**GIVEN REQUEST:**
From the blog post below, extract the stretch from "The recent weeks" through "pilings are founded.", word for word.

+++ DOCUMENT EXTRACT

"Americans used to say where there's a will, there's a way. Nowadays, it's where there's a pill, there's a way out." - - Burnt Toast

Man vs. Machine. . .

Have no fear of perfection. You'll never reach it. -- Salvador Dali

In the famous words of Buckwheat, "Here I is!"

I apologize for the long delay in returning to the blog contraption. My penance for being a bright, hardworking man has been paid and now I can go back to being a lazy slacker which I much prefer.

The recent weeks have been filled with many long days, some 14 hours or longer in length, slogging through mud and mire, dust and blistering sunshine, yet we have achieved our goal.

Here is a photo of my nemeses:


These are deep foundation drilling machines used to install under-reamed or "bell" piling for large buildings. In my hometown, we are blessed to have some of the most expansive and useless clays on the planet and about 40 feet or so down beneath these highly expansive clays lay a strata of unweathered blue clay in which these deep pilings are founded.

++++++
+++ DATASET CONTENT

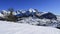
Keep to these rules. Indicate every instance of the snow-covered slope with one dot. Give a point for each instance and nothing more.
(17, 28)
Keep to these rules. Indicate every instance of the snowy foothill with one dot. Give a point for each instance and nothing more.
(19, 28)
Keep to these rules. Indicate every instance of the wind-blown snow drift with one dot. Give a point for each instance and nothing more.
(18, 28)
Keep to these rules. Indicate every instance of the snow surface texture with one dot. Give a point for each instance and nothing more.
(40, 22)
(18, 28)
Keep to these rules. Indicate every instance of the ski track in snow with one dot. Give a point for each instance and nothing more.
(18, 28)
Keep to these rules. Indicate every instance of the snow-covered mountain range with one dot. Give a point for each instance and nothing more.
(34, 17)
(29, 21)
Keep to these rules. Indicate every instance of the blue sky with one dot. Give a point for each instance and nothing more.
(42, 5)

++++++

**THE RESPONSE:**
The recent weeks have been filled with many long days, some 14 hours or longer in length, slogging through mud and mire, dust and blistering sunshine, yet we have achieved our goal.

Here is a photo of my nemeses:


These are deep foundation drilling machines used to install under-reamed or "bell" piling for large buildings. In my hometown, we are blessed to have some of the most expansive and useless clays on the planet and about 40 feet or so down beneath these highly expansive clays lay a strata of unweathered blue clay in which these deep pilings are founded.